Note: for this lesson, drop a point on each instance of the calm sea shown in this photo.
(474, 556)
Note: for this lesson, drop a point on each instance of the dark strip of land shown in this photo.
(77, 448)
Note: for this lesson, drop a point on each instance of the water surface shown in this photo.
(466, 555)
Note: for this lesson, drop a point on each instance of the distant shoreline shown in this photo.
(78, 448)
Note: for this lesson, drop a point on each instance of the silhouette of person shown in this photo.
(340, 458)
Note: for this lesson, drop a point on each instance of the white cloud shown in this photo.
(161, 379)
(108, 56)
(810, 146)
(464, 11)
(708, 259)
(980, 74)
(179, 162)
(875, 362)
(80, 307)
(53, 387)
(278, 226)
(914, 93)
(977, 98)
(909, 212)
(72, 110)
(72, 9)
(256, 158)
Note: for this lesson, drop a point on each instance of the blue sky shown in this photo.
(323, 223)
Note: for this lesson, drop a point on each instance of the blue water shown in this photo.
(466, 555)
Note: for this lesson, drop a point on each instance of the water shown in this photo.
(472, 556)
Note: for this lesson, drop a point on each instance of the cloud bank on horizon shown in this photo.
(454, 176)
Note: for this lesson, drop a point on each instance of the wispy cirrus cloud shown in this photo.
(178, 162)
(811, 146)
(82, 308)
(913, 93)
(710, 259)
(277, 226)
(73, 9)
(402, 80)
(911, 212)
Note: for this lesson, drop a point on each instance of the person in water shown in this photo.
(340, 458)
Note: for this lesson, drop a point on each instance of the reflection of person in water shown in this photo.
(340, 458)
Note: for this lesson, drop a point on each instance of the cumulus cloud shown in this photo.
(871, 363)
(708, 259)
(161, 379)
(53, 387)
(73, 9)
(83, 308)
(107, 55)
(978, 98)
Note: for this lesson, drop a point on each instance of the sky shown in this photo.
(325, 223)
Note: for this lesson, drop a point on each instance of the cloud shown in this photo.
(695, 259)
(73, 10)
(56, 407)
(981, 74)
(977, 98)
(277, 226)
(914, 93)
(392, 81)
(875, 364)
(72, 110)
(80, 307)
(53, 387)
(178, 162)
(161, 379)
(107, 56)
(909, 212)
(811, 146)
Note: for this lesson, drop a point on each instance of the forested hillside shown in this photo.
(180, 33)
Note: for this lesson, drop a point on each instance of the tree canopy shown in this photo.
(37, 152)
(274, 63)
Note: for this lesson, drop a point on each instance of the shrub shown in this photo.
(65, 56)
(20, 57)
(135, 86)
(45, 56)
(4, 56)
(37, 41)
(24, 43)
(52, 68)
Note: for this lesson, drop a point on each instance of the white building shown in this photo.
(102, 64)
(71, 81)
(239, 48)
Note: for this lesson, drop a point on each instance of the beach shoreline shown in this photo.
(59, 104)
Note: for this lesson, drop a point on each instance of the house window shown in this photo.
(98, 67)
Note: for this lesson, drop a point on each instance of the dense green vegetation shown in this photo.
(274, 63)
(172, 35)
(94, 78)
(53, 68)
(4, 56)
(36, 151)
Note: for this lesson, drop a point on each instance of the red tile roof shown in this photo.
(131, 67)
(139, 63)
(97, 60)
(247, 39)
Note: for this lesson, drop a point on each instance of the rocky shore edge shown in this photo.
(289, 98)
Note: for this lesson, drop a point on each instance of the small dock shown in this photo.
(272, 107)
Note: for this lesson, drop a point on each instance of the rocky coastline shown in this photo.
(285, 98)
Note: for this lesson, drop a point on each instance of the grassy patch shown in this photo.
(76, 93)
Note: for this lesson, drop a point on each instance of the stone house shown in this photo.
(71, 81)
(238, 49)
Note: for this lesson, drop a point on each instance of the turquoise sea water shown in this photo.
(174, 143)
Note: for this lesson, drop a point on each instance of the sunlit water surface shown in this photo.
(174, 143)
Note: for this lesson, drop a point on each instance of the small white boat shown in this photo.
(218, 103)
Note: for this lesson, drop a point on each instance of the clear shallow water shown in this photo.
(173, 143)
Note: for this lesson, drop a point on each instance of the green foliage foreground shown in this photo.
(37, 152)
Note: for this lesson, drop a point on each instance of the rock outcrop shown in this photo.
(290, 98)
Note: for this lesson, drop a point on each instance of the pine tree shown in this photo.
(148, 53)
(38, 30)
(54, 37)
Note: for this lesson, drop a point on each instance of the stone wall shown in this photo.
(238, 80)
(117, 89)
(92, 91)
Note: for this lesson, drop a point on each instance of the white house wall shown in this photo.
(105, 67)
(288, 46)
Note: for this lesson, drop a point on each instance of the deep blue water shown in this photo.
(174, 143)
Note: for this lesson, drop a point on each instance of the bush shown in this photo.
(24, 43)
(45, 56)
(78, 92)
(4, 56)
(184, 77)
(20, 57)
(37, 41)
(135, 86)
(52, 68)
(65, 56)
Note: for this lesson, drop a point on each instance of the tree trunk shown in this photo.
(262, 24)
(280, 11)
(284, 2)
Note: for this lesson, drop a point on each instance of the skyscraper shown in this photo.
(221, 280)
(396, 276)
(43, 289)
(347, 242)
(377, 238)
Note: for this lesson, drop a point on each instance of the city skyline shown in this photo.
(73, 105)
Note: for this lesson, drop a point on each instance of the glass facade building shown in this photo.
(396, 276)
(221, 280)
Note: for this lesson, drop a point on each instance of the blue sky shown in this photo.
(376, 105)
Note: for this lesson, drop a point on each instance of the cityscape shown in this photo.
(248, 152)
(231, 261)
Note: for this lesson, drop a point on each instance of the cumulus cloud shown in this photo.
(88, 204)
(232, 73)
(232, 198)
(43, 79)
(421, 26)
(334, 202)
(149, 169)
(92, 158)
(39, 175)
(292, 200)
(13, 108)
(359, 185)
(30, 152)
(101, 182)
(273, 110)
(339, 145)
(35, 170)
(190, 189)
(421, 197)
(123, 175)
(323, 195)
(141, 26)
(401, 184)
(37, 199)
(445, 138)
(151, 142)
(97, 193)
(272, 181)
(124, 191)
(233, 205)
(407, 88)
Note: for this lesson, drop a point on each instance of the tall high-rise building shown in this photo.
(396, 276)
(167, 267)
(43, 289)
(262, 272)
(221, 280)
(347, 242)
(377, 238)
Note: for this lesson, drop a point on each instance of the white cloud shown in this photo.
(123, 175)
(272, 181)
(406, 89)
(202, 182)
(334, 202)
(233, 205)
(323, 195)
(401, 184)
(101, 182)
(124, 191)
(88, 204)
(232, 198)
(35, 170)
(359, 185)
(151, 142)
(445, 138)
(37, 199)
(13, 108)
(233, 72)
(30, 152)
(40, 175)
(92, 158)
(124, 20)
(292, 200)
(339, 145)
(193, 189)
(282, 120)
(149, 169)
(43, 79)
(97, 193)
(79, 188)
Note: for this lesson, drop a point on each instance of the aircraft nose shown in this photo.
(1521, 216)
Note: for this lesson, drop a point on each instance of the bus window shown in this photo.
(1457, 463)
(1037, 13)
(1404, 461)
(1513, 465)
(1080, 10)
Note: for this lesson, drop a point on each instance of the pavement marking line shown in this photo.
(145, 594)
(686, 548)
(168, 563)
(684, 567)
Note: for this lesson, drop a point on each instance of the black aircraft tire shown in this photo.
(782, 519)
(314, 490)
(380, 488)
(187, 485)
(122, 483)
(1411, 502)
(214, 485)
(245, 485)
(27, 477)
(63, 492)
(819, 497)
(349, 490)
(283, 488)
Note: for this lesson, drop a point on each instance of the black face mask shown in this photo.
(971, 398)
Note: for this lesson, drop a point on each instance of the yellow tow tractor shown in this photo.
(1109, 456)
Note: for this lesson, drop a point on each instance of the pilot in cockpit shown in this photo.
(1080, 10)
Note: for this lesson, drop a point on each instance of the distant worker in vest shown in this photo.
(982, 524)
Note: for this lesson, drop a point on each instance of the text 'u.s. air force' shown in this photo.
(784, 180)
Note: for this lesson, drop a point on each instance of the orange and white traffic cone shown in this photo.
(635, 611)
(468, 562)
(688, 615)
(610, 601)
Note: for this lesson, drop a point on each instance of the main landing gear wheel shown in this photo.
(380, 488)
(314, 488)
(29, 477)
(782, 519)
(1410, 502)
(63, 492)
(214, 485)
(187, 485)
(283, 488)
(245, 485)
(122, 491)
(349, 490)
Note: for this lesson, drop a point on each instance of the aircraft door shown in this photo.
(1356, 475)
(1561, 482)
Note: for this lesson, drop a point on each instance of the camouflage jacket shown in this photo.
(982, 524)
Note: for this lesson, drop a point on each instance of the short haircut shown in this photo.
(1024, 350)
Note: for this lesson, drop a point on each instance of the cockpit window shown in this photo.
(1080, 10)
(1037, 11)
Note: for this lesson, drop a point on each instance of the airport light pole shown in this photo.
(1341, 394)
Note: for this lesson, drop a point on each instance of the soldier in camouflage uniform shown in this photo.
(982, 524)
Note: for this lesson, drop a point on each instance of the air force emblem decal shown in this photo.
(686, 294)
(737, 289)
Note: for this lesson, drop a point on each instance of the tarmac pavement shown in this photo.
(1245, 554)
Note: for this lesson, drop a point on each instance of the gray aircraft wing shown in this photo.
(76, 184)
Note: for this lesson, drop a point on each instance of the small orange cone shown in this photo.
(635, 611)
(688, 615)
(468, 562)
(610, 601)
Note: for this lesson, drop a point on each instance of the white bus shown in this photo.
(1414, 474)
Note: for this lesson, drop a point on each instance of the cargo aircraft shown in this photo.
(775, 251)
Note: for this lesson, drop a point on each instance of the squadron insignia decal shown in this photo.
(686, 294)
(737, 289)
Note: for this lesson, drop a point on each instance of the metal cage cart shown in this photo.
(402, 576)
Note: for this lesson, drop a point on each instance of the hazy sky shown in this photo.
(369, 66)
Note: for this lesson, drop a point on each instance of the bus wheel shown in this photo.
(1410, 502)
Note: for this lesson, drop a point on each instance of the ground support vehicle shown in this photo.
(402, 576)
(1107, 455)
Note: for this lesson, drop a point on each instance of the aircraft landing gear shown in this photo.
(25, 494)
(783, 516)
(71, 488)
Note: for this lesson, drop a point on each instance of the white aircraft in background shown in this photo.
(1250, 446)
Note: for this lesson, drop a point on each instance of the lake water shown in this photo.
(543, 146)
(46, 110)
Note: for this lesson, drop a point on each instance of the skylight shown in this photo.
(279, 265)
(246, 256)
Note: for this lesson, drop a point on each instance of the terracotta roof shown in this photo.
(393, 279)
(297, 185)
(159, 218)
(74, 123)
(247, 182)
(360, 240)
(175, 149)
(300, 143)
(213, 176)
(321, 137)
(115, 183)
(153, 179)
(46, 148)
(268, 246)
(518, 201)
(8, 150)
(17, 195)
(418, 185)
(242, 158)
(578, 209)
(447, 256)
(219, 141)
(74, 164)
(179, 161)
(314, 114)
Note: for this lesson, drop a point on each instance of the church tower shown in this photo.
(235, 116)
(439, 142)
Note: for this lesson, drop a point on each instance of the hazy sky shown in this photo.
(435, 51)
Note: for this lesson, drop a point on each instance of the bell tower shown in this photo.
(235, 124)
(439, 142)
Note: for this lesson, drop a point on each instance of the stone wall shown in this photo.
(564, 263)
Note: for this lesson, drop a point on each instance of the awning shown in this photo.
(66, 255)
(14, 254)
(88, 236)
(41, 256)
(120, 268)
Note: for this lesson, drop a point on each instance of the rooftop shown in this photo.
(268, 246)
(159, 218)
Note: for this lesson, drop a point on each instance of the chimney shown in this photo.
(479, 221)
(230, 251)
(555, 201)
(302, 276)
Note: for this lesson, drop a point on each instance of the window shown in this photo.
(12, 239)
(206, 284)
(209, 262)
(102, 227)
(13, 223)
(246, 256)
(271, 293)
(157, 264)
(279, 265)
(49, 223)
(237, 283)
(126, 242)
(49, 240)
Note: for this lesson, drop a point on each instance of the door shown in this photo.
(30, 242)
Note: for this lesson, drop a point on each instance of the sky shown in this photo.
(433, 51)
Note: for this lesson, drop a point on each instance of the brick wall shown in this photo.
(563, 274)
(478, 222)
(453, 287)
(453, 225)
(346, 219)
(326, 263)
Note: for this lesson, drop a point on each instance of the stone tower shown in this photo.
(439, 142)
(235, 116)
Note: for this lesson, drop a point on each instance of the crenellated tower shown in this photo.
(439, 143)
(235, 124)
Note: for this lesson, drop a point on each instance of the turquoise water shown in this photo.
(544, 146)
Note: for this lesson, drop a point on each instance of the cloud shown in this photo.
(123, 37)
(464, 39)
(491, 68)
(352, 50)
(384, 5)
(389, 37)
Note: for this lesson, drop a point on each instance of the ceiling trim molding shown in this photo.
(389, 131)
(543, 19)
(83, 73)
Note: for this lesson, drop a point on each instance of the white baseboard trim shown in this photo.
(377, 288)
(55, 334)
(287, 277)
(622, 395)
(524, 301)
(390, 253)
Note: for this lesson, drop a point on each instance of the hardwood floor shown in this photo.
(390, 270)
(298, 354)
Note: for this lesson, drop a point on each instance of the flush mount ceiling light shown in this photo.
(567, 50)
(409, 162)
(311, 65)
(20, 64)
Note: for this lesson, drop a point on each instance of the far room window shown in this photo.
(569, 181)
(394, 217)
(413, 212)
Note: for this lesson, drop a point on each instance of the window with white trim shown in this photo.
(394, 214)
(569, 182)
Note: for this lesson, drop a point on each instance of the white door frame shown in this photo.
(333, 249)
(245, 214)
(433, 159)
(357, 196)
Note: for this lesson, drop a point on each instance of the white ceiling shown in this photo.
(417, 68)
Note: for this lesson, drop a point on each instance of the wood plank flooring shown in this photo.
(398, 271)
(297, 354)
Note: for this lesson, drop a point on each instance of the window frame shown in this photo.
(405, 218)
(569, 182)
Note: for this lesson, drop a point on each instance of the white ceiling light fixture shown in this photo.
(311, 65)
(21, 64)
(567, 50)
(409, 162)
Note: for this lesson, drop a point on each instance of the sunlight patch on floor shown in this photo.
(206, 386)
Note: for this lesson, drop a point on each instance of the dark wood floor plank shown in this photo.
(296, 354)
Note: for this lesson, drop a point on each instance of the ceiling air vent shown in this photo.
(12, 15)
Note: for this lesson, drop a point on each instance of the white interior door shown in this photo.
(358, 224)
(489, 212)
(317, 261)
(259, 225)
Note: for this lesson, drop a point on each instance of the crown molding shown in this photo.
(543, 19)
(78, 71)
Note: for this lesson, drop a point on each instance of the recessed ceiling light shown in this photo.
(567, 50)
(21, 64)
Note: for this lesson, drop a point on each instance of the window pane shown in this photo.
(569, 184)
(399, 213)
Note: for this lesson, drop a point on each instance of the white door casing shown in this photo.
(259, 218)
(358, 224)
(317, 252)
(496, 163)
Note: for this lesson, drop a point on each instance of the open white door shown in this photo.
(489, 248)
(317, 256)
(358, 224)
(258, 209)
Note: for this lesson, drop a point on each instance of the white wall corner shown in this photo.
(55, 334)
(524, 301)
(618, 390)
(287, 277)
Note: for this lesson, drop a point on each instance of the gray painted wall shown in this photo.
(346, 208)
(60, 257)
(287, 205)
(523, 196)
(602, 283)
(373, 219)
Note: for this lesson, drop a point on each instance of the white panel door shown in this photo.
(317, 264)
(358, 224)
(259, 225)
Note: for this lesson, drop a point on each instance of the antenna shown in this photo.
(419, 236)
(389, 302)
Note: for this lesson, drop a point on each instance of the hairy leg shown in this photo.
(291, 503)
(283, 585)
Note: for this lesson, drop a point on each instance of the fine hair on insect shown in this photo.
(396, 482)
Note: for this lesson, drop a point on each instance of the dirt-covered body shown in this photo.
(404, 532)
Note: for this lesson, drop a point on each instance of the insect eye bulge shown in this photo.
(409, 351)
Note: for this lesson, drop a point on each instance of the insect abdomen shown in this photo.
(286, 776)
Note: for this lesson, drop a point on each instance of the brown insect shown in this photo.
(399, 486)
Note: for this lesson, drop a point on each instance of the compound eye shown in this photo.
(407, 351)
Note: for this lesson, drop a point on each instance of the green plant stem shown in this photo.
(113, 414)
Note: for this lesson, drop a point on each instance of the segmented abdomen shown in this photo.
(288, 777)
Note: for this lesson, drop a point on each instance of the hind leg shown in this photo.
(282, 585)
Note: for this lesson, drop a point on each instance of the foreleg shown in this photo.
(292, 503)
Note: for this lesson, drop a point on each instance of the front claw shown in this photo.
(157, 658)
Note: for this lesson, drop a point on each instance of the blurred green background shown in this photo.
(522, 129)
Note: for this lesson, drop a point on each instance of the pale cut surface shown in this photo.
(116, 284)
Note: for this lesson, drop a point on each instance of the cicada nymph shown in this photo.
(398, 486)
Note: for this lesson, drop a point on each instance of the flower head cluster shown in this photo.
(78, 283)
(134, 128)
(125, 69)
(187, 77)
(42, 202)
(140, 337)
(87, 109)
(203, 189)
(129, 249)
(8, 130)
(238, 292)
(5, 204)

+---+

• **Instructions for the task**
Above are the records; copy exactly the lines from the one with "segmented abdomen shown in this photo." through the final line.

• **Exercise response**
Note: for this lesson, drop a point on each instance of the segmented abdomen shown in this photo.
(288, 777)
Note: for this lesson, drop a point on each instance of the hind leg shown in this photo.
(282, 585)
Note: for this lesson, drop a point on each instance of the foreleg shown in this photo.
(292, 503)
Note: for this lesson, drop a point on each instance of the front claw shown in this photo.
(157, 658)
Note: for this lesson, drop a point on each instance of the blurred green background shown in this photo.
(522, 129)
Note: for this lesson, drop a point on each instance of the pale cut surface shown in this photo.
(116, 284)
Note: for this lesson, drop a point on each instance of the cicada nymph shown in this photo.
(398, 486)
Note: for this lesson, drop a point on each instance of the flower head cluster shown in this photo.
(78, 283)
(134, 128)
(125, 69)
(187, 77)
(42, 202)
(140, 337)
(87, 109)
(203, 189)
(129, 249)
(8, 130)
(238, 292)
(5, 204)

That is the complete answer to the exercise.